» EXERCISE REQUIREMENTS: Copy out, exactly as written, only the line containing "Can you find the wristwatch?" and the lines after it through the end of the records.

◇ ◇ ◇

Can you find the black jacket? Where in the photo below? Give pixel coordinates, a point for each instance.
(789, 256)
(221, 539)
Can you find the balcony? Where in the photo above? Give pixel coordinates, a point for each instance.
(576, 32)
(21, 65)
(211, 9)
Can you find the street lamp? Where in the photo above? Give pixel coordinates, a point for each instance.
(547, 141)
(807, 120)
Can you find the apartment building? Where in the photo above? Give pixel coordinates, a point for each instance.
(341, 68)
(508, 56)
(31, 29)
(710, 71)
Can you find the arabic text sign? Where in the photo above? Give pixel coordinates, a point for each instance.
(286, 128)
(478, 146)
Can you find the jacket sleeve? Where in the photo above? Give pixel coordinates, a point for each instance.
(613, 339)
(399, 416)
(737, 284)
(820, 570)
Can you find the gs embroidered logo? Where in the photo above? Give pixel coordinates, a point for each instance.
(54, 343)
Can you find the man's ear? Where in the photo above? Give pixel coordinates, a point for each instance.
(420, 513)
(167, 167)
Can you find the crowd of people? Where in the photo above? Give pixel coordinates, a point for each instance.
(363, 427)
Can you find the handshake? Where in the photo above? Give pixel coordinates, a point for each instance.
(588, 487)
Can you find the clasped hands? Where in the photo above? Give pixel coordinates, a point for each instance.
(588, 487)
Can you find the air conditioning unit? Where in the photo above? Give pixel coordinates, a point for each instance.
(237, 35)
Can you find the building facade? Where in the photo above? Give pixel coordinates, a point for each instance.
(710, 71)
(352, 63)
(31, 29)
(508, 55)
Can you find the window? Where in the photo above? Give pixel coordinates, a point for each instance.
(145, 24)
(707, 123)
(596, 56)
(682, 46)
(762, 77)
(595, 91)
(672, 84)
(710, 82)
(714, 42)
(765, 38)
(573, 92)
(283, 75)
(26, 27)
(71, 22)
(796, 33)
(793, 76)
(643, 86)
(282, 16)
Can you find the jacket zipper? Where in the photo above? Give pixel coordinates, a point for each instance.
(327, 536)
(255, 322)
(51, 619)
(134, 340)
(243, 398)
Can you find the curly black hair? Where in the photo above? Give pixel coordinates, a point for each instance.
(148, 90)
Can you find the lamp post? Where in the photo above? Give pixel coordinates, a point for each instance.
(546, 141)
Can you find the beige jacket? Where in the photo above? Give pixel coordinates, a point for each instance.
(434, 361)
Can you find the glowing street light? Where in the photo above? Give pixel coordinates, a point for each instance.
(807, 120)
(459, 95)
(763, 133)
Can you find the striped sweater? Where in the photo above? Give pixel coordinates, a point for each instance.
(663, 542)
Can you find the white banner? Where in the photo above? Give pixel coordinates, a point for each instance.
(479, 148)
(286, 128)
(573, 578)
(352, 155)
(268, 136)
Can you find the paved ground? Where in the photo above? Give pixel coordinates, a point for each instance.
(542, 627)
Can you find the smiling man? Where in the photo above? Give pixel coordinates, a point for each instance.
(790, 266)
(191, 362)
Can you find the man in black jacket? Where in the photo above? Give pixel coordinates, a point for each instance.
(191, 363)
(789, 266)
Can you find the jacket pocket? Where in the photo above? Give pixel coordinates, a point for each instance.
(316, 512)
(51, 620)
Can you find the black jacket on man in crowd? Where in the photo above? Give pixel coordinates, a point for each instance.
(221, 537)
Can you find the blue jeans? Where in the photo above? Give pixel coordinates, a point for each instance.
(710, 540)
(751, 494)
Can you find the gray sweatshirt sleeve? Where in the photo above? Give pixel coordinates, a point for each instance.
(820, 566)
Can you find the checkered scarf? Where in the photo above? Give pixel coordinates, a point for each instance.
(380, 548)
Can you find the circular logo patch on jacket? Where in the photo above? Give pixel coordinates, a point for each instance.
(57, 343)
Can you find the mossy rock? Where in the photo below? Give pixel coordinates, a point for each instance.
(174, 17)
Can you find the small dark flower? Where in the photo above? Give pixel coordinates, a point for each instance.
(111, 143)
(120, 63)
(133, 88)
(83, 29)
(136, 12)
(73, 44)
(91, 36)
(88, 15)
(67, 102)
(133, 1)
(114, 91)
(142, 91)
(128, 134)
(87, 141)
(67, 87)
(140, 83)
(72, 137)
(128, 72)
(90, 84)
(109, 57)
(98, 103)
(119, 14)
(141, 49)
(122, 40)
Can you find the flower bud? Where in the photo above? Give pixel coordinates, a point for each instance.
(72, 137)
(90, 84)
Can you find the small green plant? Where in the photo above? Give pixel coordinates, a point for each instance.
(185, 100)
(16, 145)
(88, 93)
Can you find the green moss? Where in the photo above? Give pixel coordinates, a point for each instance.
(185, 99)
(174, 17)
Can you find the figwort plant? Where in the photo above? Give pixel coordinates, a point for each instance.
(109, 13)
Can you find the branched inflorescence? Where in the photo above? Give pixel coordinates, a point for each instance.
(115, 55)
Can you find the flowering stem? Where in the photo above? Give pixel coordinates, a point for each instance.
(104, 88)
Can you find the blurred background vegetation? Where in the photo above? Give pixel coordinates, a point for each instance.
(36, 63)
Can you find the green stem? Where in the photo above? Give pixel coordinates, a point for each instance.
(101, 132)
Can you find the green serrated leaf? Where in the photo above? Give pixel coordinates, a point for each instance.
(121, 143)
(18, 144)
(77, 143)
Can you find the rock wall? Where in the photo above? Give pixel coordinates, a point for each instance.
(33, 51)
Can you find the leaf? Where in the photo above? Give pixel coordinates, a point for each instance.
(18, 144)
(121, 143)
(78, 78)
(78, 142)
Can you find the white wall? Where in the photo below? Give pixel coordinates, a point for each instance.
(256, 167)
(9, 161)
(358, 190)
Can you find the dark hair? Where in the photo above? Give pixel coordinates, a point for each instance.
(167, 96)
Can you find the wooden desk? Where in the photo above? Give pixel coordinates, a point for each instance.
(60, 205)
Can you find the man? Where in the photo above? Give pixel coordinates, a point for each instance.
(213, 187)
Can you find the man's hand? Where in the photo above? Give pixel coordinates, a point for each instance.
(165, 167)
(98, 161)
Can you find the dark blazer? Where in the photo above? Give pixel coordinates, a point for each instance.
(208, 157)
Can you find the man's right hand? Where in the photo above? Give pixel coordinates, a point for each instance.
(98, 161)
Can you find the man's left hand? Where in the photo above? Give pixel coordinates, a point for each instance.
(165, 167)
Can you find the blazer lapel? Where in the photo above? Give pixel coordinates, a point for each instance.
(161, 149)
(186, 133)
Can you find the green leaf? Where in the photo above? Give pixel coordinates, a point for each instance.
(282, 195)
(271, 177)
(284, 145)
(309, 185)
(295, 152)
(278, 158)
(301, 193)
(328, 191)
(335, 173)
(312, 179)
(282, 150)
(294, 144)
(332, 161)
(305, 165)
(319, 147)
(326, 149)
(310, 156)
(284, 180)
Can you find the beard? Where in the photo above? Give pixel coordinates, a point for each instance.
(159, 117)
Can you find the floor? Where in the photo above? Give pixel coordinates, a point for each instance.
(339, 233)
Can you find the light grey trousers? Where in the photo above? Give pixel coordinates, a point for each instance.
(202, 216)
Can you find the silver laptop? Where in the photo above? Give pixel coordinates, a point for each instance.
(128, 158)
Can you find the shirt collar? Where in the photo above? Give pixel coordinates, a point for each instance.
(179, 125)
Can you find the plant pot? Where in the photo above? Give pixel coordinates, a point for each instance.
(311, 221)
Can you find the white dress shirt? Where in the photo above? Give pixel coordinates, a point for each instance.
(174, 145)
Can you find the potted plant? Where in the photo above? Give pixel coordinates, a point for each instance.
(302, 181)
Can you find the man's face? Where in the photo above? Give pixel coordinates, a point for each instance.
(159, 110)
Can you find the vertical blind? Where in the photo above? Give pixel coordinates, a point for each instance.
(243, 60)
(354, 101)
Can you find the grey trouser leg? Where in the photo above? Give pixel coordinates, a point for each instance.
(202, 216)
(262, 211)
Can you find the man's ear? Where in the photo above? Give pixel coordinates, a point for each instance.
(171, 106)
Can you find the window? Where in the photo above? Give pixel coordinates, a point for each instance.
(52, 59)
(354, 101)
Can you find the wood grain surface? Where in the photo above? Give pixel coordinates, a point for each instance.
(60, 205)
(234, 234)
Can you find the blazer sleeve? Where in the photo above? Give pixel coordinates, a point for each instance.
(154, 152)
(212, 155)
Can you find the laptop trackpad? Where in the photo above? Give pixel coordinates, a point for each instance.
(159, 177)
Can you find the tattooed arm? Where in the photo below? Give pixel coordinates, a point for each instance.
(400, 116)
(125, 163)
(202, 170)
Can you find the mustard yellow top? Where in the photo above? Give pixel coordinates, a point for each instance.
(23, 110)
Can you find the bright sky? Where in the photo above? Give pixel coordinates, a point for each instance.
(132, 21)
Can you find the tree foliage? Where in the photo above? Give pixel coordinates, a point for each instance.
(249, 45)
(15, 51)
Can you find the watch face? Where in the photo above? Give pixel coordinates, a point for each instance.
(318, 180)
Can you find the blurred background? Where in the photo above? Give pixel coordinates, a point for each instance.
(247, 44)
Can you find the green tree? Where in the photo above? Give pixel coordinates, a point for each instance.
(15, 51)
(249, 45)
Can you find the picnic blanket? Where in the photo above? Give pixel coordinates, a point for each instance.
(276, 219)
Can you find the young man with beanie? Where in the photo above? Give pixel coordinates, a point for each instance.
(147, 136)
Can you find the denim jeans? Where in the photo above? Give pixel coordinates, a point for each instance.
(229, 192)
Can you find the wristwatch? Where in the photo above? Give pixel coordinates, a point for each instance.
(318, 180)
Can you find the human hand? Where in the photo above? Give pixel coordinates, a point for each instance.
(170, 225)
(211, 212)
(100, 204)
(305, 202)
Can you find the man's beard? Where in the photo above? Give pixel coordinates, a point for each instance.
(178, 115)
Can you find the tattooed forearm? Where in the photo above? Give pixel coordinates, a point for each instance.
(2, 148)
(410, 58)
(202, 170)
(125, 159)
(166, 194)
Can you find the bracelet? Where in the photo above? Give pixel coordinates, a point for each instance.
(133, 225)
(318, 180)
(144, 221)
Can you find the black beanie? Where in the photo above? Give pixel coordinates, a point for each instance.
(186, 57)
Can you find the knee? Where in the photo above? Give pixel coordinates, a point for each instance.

◇ ◇ ◇

» RIGHT ANSWER:
Can you find the wristwatch? Where in the photo above? Give pixel coordinates, a point for each instance.
(318, 180)
Can you find the human hand? Where in the photo above? Give pixel coordinates, a point for each instance.
(170, 225)
(211, 212)
(100, 204)
(305, 202)
Can you find the man's beard? Where in the photo above? Give pixel coordinates, a point for each instance.
(178, 115)
Can you find the tattooed forearm? Where in the photo above? Give pixel coordinates, a point for each instance.
(2, 148)
(410, 58)
(202, 170)
(125, 159)
(166, 194)
Can you find the bracelet? Where in the photo above? Give pixel coordinates, a point for each instance.
(133, 225)
(318, 180)
(144, 221)
Can you find the black beanie? Where in the photo above? Give pixel coordinates, a point for each instance.
(186, 57)
Can you find the knee? Where in the photo above? Give pixel coordinates, a point for each instance.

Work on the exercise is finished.